Objective
Rewrite everything from the first row down to the row containing "[1158, 444]", switching "marker" to "point" and keeping all else the same. Leave the pictures out of your answer.

Rows from a pointing dataset:
• • •

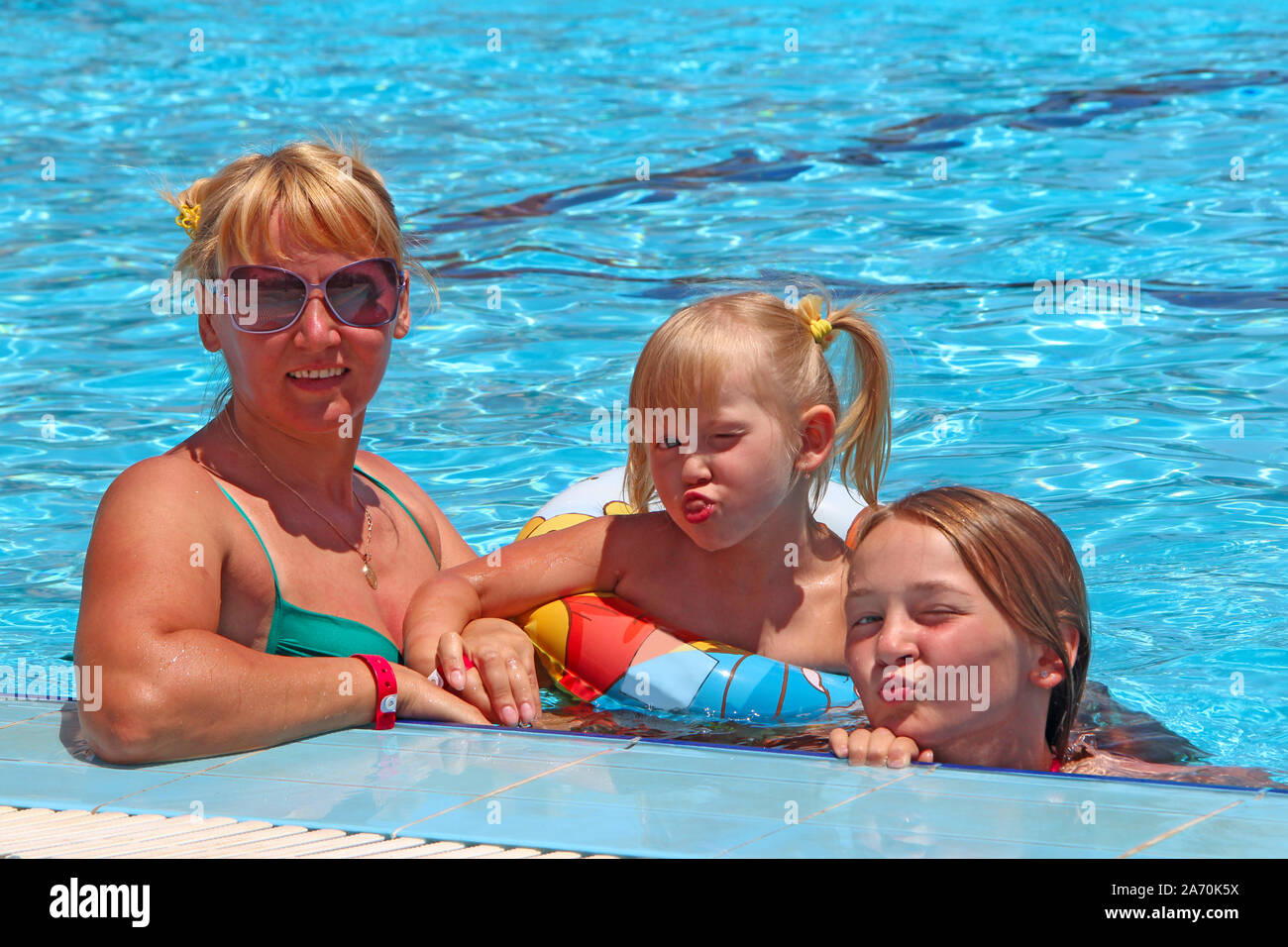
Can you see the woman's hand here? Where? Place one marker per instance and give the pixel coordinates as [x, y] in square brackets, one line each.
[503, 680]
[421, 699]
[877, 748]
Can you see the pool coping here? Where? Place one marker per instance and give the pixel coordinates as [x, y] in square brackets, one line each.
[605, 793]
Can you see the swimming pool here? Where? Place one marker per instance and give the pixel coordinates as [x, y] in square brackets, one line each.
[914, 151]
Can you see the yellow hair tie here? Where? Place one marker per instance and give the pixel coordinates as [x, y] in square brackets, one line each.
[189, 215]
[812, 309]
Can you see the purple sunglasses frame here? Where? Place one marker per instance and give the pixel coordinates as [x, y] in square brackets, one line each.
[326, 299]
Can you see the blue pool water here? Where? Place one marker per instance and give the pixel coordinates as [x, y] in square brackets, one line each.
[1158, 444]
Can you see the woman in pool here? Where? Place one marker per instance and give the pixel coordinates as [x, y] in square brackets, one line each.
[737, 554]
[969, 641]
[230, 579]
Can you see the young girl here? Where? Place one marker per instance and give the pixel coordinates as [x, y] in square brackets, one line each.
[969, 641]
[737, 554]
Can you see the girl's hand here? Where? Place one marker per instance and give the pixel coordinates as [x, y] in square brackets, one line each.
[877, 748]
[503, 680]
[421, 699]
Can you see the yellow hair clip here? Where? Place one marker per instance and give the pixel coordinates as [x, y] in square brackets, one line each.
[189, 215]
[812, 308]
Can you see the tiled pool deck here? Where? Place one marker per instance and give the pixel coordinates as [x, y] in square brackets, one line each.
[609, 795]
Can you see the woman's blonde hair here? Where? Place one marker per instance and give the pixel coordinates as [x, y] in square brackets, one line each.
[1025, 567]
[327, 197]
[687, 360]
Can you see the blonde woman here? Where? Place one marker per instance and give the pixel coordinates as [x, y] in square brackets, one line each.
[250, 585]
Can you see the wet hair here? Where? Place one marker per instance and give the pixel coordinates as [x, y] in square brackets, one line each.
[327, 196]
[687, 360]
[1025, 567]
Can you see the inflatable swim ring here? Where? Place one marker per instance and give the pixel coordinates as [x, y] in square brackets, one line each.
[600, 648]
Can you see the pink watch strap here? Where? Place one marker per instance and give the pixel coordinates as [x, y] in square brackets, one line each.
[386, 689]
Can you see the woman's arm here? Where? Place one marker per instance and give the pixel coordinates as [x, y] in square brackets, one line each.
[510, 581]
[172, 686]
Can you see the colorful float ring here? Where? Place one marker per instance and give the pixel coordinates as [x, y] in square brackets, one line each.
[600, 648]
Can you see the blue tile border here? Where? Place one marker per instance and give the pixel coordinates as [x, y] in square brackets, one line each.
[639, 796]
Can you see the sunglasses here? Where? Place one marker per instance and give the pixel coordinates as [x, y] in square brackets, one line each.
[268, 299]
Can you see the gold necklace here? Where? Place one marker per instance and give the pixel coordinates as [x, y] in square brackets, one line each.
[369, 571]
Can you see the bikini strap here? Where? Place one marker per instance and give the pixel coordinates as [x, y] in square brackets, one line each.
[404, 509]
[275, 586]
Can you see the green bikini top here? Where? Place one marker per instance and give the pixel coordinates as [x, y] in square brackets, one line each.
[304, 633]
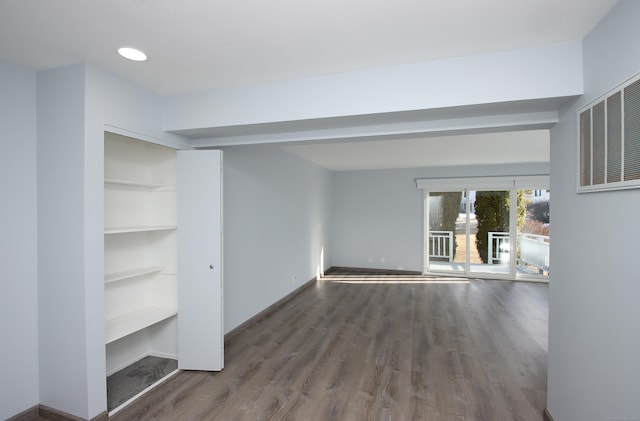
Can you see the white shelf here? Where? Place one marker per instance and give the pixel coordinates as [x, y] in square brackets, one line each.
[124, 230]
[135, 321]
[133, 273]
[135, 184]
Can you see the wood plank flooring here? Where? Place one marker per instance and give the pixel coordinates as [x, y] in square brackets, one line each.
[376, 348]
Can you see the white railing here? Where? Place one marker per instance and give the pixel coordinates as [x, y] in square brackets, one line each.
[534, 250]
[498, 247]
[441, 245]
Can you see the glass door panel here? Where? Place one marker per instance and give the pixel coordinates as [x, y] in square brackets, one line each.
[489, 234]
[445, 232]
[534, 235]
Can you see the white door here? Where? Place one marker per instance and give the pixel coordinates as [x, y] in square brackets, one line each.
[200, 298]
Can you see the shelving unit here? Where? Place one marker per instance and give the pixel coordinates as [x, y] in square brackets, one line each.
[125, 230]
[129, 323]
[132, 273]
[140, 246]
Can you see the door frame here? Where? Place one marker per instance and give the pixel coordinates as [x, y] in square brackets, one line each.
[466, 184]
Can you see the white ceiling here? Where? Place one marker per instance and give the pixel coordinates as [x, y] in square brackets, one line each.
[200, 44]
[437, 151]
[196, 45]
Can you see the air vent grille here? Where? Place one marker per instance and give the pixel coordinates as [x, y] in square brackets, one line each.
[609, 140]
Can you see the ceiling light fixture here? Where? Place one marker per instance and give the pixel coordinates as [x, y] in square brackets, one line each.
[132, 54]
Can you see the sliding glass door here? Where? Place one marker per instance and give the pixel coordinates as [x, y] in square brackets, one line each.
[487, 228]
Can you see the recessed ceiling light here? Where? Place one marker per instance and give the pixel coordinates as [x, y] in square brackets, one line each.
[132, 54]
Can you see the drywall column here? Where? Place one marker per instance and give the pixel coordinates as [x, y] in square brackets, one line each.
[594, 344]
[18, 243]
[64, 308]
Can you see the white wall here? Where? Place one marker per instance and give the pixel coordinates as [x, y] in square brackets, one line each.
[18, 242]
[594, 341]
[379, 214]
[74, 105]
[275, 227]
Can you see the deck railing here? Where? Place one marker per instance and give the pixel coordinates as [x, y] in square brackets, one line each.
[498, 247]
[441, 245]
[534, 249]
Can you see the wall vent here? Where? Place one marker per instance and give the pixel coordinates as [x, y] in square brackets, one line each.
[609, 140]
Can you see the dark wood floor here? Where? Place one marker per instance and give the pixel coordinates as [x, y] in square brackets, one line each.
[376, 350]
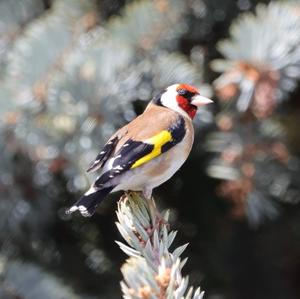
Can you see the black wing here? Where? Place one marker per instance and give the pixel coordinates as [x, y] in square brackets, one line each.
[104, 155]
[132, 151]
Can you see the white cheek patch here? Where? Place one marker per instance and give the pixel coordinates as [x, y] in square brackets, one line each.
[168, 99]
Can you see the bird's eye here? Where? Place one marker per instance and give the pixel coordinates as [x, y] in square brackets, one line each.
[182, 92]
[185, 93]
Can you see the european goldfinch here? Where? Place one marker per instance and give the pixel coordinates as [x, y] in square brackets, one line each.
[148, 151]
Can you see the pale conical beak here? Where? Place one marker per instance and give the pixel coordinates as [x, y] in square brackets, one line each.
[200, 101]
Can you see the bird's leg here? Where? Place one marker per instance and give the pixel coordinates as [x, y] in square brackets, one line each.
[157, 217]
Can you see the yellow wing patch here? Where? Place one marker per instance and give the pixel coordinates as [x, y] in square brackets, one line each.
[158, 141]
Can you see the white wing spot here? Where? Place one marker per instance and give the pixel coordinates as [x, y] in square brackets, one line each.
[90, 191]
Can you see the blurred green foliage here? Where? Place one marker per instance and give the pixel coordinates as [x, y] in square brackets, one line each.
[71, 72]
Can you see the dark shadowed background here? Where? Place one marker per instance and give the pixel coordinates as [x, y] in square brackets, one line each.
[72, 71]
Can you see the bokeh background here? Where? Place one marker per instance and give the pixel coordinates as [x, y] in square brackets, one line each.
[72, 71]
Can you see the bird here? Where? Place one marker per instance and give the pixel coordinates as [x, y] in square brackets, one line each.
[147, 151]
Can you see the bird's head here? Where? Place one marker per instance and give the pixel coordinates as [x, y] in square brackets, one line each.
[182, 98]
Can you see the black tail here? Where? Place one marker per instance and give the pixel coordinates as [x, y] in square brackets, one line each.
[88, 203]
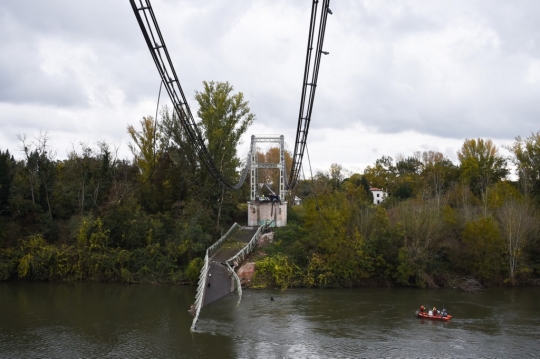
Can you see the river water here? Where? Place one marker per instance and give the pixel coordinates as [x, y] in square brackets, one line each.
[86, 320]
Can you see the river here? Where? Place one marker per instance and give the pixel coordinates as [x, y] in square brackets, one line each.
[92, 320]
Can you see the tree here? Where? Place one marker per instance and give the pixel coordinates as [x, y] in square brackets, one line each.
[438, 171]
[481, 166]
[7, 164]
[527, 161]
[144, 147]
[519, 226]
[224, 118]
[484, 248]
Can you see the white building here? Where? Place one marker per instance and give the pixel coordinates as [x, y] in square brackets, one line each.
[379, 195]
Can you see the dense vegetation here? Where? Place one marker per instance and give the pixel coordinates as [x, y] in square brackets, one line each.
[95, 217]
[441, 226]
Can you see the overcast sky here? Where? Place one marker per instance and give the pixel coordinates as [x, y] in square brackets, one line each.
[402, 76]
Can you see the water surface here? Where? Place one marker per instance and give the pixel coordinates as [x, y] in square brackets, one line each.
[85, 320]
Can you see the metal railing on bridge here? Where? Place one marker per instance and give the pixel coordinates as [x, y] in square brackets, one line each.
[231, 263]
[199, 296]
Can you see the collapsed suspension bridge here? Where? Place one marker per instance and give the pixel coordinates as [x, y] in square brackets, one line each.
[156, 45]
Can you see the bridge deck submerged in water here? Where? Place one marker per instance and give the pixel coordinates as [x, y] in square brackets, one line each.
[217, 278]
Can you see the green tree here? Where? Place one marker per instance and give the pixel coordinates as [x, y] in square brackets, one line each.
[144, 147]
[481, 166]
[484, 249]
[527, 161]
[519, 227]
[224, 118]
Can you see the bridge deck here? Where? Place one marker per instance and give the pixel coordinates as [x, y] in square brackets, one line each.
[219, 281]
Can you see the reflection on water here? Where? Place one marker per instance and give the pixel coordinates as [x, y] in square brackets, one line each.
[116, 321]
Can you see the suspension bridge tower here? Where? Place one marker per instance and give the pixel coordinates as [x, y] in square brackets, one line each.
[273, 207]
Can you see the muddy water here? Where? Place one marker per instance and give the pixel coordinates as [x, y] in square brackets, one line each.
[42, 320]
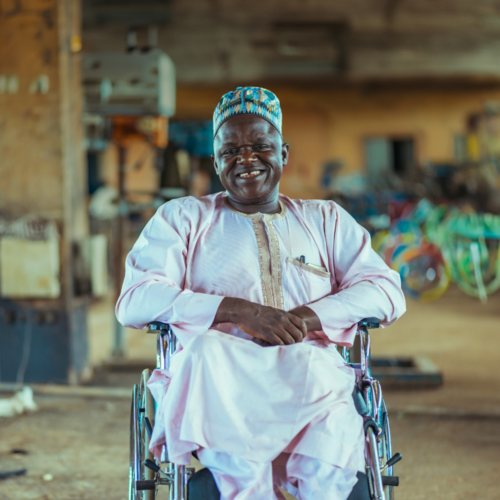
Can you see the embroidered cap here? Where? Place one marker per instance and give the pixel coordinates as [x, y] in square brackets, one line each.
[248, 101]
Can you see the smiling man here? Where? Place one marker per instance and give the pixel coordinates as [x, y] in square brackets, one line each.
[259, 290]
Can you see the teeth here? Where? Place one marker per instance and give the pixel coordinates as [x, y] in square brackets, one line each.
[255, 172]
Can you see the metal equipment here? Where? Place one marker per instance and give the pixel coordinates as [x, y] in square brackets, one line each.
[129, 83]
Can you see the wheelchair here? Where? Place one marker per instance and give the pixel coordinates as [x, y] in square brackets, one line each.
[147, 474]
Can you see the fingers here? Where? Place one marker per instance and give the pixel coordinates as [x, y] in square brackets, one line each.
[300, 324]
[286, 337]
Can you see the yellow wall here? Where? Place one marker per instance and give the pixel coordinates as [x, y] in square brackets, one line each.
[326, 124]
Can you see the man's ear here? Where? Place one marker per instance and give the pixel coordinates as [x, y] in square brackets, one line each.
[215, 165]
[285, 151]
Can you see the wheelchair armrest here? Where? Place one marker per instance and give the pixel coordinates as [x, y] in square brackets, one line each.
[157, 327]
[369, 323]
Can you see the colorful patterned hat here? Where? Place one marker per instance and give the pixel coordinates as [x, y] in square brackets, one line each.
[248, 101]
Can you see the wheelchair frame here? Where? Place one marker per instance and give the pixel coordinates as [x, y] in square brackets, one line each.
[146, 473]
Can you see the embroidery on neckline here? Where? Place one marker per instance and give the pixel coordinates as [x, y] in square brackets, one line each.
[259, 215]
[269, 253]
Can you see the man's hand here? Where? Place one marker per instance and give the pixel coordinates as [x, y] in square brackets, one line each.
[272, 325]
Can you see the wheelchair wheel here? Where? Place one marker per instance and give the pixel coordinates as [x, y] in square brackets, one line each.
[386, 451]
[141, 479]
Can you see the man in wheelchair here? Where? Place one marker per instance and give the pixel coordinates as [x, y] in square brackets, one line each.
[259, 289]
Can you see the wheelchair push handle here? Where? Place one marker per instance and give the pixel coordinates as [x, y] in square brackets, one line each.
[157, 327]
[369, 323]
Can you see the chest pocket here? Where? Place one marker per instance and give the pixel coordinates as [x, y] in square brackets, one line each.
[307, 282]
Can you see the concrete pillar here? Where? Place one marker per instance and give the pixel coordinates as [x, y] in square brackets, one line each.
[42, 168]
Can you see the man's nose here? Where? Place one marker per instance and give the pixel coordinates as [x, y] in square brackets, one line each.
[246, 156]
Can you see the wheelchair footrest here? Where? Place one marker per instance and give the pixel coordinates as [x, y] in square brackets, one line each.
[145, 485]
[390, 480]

• • •

Solved problem
Can you see the woman's hand here? Where? Place one point per instance and give the pixel coordinates as [x, y] in square brackets, one line each.
[503, 680]
[421, 699]
[877, 748]
Can you see the pool coping here? Where? Place one point per instance and give the pixel coordinates as [x, y] in square brackets, one line each.
[605, 793]
Can you see the swimming pool here? Where? Place one point per instance and give the pixel coordinates as [x, y] in square brackets, one line each.
[914, 151]
Can you see the yellow hair tie here? Where? Place one point per instance and give the pixel coordinates as [x, y] in square brackets, one line each.
[189, 215]
[812, 309]
Can you see the purple sunglasses frame here? Where? Place one point per instance and give the pixel coordinates as [x, y] in square brackets, one line each.
[326, 299]
Can you see the blue pool water here? Where? Place one point per instance and give the pixel coordinates as [x, y] in square brackets, one line each.
[1158, 444]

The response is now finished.